==== DATA FOR THE TASK

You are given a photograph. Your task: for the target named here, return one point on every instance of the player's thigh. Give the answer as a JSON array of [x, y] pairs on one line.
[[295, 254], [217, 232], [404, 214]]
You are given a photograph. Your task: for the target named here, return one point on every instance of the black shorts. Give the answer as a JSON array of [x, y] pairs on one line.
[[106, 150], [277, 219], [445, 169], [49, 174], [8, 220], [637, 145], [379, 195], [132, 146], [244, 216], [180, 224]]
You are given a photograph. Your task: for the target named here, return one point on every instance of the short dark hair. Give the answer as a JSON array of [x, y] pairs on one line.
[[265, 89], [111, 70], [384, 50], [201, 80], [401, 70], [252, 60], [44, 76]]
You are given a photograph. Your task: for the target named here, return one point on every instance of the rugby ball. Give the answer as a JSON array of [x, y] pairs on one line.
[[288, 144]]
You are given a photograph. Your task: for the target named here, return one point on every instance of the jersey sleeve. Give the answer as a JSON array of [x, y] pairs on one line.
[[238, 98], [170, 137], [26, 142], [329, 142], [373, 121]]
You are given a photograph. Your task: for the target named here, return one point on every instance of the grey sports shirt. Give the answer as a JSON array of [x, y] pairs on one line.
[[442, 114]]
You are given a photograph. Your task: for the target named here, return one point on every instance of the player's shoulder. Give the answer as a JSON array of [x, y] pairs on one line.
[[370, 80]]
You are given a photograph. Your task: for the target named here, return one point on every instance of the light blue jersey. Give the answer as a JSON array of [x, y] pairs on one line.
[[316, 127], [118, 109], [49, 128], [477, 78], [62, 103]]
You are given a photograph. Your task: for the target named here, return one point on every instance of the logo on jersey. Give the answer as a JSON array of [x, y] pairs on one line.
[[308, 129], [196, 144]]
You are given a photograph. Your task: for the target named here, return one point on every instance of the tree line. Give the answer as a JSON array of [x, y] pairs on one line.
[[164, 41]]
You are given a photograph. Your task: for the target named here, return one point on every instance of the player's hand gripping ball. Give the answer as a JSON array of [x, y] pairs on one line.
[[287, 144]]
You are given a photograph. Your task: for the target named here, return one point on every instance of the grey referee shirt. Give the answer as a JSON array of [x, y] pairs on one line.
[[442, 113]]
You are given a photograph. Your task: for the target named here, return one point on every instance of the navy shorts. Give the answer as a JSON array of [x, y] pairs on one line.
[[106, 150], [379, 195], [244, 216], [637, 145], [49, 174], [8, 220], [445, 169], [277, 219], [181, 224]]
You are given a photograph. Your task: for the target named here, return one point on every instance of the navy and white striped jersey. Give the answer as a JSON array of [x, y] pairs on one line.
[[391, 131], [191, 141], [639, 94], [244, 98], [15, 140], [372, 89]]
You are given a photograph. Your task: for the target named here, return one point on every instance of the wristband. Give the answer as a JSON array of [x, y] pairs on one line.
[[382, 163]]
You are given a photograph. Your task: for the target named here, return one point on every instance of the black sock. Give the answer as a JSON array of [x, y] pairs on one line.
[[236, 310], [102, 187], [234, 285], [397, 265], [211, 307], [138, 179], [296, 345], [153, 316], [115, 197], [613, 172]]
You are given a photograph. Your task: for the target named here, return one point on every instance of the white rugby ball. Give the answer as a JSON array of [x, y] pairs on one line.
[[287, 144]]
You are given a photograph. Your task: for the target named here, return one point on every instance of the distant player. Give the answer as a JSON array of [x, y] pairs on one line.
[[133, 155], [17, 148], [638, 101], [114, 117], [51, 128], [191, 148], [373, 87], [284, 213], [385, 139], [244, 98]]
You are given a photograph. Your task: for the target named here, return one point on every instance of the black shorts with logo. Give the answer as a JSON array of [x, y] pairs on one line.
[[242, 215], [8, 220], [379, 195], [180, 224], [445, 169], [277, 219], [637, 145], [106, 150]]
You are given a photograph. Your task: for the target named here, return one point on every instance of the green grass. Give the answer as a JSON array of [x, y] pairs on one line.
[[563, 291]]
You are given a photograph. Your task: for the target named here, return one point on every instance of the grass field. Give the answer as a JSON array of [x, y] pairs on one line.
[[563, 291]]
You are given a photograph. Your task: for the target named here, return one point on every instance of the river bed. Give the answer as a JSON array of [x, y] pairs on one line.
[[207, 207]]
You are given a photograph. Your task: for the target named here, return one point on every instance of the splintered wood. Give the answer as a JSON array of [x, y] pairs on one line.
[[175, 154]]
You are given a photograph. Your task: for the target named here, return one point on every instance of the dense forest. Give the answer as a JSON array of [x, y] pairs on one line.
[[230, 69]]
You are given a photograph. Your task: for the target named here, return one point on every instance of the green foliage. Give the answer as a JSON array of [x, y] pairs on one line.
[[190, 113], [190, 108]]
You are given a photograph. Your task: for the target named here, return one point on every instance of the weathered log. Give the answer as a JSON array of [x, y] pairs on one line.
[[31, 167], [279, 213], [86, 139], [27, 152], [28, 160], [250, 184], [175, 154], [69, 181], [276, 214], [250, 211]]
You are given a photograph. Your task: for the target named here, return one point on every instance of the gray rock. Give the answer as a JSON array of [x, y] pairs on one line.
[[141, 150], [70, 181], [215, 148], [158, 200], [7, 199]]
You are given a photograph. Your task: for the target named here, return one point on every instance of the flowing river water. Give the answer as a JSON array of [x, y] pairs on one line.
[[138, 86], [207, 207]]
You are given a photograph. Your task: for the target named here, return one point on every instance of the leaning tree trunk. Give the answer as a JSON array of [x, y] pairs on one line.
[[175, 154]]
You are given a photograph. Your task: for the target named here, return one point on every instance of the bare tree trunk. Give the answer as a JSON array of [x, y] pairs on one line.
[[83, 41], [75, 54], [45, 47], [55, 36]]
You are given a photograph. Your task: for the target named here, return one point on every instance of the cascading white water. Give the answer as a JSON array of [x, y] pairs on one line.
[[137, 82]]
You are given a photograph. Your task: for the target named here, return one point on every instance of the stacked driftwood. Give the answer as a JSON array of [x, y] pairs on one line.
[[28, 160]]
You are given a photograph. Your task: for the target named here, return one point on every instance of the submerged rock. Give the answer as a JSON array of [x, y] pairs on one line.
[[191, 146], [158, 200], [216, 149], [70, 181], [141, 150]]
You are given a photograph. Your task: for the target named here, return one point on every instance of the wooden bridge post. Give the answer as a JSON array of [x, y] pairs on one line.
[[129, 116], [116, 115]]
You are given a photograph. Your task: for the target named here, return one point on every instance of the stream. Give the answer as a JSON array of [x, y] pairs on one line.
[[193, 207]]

========

TASK PROMPT: Please output every one of the records above as a Markdown table with the columns Row and Line. Put a row number beside each line and skip any blank lines.

WORKED ANSWER:
| Row | Line |
|---|---|
| 1 | You are given a photograph. Your task: for the target named here, return one point on every instance of the player's thigh. Give the answer as a JSON array of [x, y] pairs on one line. |
| 2 | [[295, 254], [217, 232], [404, 214]] |
| 3 | You are given a photograph. Your task: for the target named here, return one point on every instance of the black shorts. Give the answer as a JSON array of [x, y] pairs on one line. |
| 4 | [[106, 150], [277, 219], [445, 169], [49, 174], [8, 220], [637, 145], [379, 195], [132, 146], [244, 216], [180, 224]] |
| 5 | You are given a photograph. Your task: for the target named here, return one point on every instance of the short dark hair. Give the answer as a JSON array of [x, y] pairs on one line. |
| 6 | [[265, 89], [111, 70], [384, 50], [201, 80], [401, 70], [252, 60], [44, 76]] |
| 7 | You are given a photograph. Your task: for the target named here, return one point on every instance of the rugby ball. Give the answer as a JSON array of [x, y] pairs on one line. |
| 8 | [[288, 144]] |
| 9 | You are given a photograph. Your task: for the target named here, return one point on every instance of the jersey sleeve. Give the answer as a JSON array of [x, y] pairs on one line. |
| 10 | [[238, 98], [170, 137], [26, 142], [329, 142], [373, 121]] |
| 11 | You are given a photograph. Your task: for the target named here, return one point on every instance of the grey sports shirt. Give the answer as a JSON array of [x, y] pairs on one line. |
| 12 | [[442, 114]] |
| 13 | You are given a photograph. Your task: for the target named here, return one point on every instance of the player's shoulder. Give the answer as a JSON array of [x, y] pairs on one line. |
| 14 | [[370, 80]] |
| 15 | You are given a photograph. Your task: for the target named here, return one point on every instance of the light blue jersey. Give the answer as a JSON array of [x, y] pairs on one line. |
| 16 | [[316, 127], [118, 109], [49, 128], [477, 78], [62, 103]] |
| 17 | You are given a photograph. Your task: for the target named here, return one point on every instance of the logo on jersey. Give the answer as a JSON array of [x, y] pairs on one line. |
| 18 | [[308, 129], [196, 144]] |
| 19 | You are given a photograph. Your task: for the target named here, return one point on every instance of the tree line. Give the answer as a JSON array of [x, y] pairs on one line. |
| 20 | [[164, 41]] |
| 21 | You are given a photograph. Your task: for the target named here, return one point on every instance of the player's hand gripping ball. Give the answer as a JSON array of [x, y] pairs on one line. |
| 22 | [[287, 144]] |
| 23 | You are given a photograph. Your task: for the target named here, return one point on every instance of the grey referee shirt. Give the answer as a JSON array of [x, y] pairs on one line. |
| 24 | [[442, 113]] |
| 25 | You are given a photograph. Your task: for the target named here, return one point on every instance of the navy shorts. Give the answer as a JSON array of [x, y] pairs on one line. |
| 26 | [[106, 150], [379, 195], [244, 216], [637, 145], [49, 174], [8, 220], [445, 169], [277, 219], [181, 224]] |
| 27 | You are given a photograph. Your task: for the target named here, return one point on every instance of the navy and white striped jersey. Give the answer as a JSON array of [x, y] pairs on one line. |
| 28 | [[391, 131], [191, 141], [639, 94], [244, 98], [15, 140], [372, 89]] |
| 29 | You are given a photograph. Your task: for the target named here, return one point on every instance of the wristband. Give the answer as a JSON array of [x, y] pairs on one line. |
| 30 | [[382, 163]] |
| 31 | You are given a photograph. Your task: for the target named here, return one point on every instance of the black sock. Give the answer as a JSON array of [x, y] pairs on one line. |
| 32 | [[236, 310], [102, 187], [234, 285], [397, 265], [211, 307], [138, 179], [296, 345], [153, 316], [115, 197], [613, 172]] |
| 33 | You are given a photograph. Your task: for the target named here, return one point on every instance of the white rugby ball. Give the answer as a JSON array of [x, y] pairs on one line. |
| 34 | [[287, 144]] |
| 35 | You are given a photograph. Your task: for the target named here, return one point on every instance of the distant player. Give the answer as a JSON array of [x, y] pairs on one line. |
| 36 | [[133, 155], [17, 148], [638, 101], [114, 117], [51, 128], [191, 148], [373, 87], [284, 213], [385, 139], [244, 98]] |
| 37 | You are given a photograph. Your task: for the target named here, return one point on every instance of the black shorts with logo. Give the answer as a JSON array of [x, y] pairs on one line. |
| 38 | [[242, 215], [8, 220], [379, 195], [180, 224], [445, 169], [277, 219], [637, 145], [106, 150]] |
| 39 | You are given a photograph. Your task: for the target named here, return one point on every instance of the green grass. Give the answer as a JSON array of [x, y] pairs on one line. |
| 40 | [[563, 291]] |
| 41 | You are given a photograph. Your task: for the target named here, return one point on every instance of the grass field. Give the answer as a JSON array of [x, y] pairs on one line. |
| 42 | [[563, 291]] |
| 43 | You are given a photograph. Your task: for the target named here, return one point on every instance of the river bed. Give the answer as a JSON array of [x, y] pairs on one line. |
| 44 | [[207, 207]] |
| 45 | You are given a photograph. Your task: for the target named here, return one point on every instance of the splintered wood. Give the answer as a JSON array of [x, y] pairs on one line. |
| 46 | [[175, 154]] |
| 47 | You are given a photograph. Your task: for the target named here, return one point on every instance of the dense forest. Give the answer as a JSON array of [x, y] pairs on one line. |
| 48 | [[230, 69]] |
| 49 | You are given a photograph. Your task: for the target named here, return one point on every instance of the green foliage. Give the answer as a JSON array of [x, y] pairs on one line. |
| 50 | [[190, 113], [190, 108]] |
| 51 | You are given a photograph. Your task: for the target named here, return one point on every instance of the weathered log. Give the answer as a JSON array of [x, y] pairs on one line. |
| 52 | [[31, 167], [279, 213], [86, 139], [27, 152], [28, 160], [250, 184], [175, 154], [69, 181], [276, 214], [250, 211]] |
| 53 | You are given a photograph. Your task: for the target named here, return one point on every instance of the gray rock. Give the answer as a JSON array of [x, y] pairs on one line. |
| 54 | [[141, 150], [70, 181], [215, 148], [158, 200], [7, 199]] |
| 55 | You are given a photograph. Your task: for the target named here, return one point on every instance of the flowing river water. Give the answer as a JSON array of [x, y] pairs on one line. |
| 56 | [[138, 86], [207, 207]] |
| 57 | You are given a photograph. Your task: for the target named here, return one point on every instance of the leaning tree trunk. Give the answer as a JSON array of [x, y] pairs on one line. |
| 58 | [[175, 154]] |
| 59 | You are given a photograph. Your task: for the target named here, return one point on every instance of the bare tree trunk. Give the answer as a JSON array of [x, y] pairs on one line. |
| 60 | [[83, 41], [75, 54], [45, 47], [55, 36]] |
| 61 | You are given a photograph. Your task: for the target named here, return one point on every instance of the cascading white water. Give the answer as a JSON array of [x, y] pairs on one line. |
| 62 | [[137, 82]] |
| 63 | You are given a photograph. Your task: for the target named here, return one point on every instance of the stacked driftwood. Give the answer as a JSON array of [x, y] pairs on one line. |
| 64 | [[28, 160]] |
| 65 | You are given a photograph. Your task: for the target named here, return one point on every instance of the submerged rock. Give the answer as a JSON array of [x, y] pairs on one line. |
| 66 | [[191, 146], [158, 200], [216, 149], [70, 181], [141, 150]] |
| 67 | You are given a photograph. Your task: for the target named here, return one point on every instance of the wooden bridge post. Give the answer as a JSON array of [x, y] pairs on one line. |
| 68 | [[129, 116], [116, 115]] |
| 69 | You are given a photograph. Your task: for the target named here, return one point on every instance of the stream. Give the answer as a JSON array of [x, y] pairs on one line. |
| 70 | [[193, 207]] |